***** SOURCE DOCUMENT

There is a reason something like 2/3+ new BMW's are leased. To prove it I decided to crunch the numbers on lease vs. finance vs buy, because running numbers is my thing. So I did the following:

I went to a couple different websites to find depreciation estimates for BMW's, averaged the various values over the first 5 years, charted it, and used excel to create a best fit line (R^2 over 0.99 BTW). The resulting equation is Depreciated_Value = Value_Initial*e^(-0.174*month/12) where Value_Initial is the starting 'worth' of the car and the month is how old the car is in months. This works out to 84% at 1 year, 71% at 2 years, 59% at 3 years, 50% at 4 years, and 42% at 5 years. One could argue these, but it was an average across a few sites, so i feel its as valid as any other method.

Next I took the most common 5 series, a 528i, and optioned it with what I would consider 'standard' options, premium package, tech package, comfort access, metallic paint, heated seats, etc. Works out to an MSRP of $53,695 and an US invoice of $49,415. For simplicity let's say you pay $1,000 over invoice, your new car taxes are 7.25% on the whole car if financed or bought and on the payments only if leased.

Next let's assume you are rich, so you can afford whatever the finance payment is or you can buy the car outright. You go for the best rates BMW offers for financing your new 5, 2.9% for 36 months. For leasing you are going to pay the acquisition fee and we will use the 10k a year lease residual and put down max MSD's.

For the sake of all of the comparisons you are going to 'keep' whatever car for 6 years, for leasing this means you would 're-up' at the end of year three to a new 3 year lease, paying a fresh acquisition fee, but rolling your MSD's.

Finally for purposes of this argument, you are going to set up an account equal to the initial purchase costs of the car (invoice, +1000, +tax) and all of your upfront costs or ongoing payments will be made out it, any money in it will be earning some rate of return.

**********
***** GIVEN RECORDS

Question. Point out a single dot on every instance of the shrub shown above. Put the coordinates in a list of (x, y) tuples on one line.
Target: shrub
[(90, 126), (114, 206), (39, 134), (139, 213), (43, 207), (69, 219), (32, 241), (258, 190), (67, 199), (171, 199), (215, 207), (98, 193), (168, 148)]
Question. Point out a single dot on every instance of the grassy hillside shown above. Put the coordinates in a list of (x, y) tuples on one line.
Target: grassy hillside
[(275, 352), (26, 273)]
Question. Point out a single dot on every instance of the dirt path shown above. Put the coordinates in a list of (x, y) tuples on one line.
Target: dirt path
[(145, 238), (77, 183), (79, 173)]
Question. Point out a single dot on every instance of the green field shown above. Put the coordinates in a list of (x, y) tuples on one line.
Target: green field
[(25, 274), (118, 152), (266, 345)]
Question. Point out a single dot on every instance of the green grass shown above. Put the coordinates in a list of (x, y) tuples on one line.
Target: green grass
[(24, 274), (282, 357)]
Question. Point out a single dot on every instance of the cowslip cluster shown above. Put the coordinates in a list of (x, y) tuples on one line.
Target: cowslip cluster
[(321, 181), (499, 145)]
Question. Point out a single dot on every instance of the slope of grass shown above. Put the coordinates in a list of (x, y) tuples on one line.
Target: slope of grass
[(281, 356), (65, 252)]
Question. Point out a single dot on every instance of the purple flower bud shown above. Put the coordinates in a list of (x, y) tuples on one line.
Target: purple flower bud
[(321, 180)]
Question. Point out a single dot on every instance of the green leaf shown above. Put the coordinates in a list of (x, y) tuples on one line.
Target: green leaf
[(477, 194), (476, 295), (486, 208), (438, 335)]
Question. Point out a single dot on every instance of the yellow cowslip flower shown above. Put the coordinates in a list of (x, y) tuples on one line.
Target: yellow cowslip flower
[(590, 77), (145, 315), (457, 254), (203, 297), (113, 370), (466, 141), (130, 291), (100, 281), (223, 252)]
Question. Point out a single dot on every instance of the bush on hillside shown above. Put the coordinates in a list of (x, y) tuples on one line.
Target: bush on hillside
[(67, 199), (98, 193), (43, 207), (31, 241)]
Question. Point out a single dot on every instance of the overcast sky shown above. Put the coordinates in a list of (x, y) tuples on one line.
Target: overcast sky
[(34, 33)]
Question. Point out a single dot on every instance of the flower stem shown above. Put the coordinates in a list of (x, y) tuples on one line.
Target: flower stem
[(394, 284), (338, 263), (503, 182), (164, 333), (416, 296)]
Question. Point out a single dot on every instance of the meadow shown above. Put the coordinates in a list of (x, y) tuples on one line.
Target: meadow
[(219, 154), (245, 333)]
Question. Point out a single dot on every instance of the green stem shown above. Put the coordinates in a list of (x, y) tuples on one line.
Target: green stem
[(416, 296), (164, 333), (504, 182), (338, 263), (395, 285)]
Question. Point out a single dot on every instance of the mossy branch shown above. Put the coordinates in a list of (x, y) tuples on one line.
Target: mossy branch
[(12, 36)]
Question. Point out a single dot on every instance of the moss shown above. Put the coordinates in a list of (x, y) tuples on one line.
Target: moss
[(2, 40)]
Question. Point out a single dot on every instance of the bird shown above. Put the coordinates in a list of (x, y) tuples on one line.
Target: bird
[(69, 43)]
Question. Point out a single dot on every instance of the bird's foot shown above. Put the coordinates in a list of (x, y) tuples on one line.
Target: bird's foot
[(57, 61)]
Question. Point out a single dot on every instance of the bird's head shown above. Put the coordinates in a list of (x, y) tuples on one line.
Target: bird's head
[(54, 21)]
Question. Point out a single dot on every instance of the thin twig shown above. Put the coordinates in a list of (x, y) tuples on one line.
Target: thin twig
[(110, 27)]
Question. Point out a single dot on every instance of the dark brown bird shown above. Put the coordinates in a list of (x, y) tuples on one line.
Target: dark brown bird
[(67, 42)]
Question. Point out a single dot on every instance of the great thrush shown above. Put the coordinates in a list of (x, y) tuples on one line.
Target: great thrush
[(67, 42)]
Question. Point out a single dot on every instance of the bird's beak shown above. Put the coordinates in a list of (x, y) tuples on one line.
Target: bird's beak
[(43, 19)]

**********

THINGS TO DO:
(a) Name each of the options the BMW cost comparison lists as standard for the 528i.
(b) In the entries, from the line containing "of the dark" through the last line of the entries, inclusive, replace "great thrush" with "large thrush" and reproduce those lines with no other changes.
The text and the entries have no connection to each other.

PER-TASK ANSWERS:
(a) Premium package, tech package, comfort access, metallic paint, heated seats

(b)
Question. Point out a single dot on every instance of the dark brown bird shown above. Put the coordinates in a list of (x, y) tuples on one line.
Target: dark brown bird
[(67, 42)]
Question. Point out a single dot on every instance of the large thrush shown above. Put the coordinates in a list of (x, y) tuples on one line.
Target: large thrush
[(67, 42)]
Question. Point out a single dot on every instance of the bird's beak shown above. Put the coordinates in a list of (x, y) tuples on one line.
Target: bird's beak
[(43, 19)]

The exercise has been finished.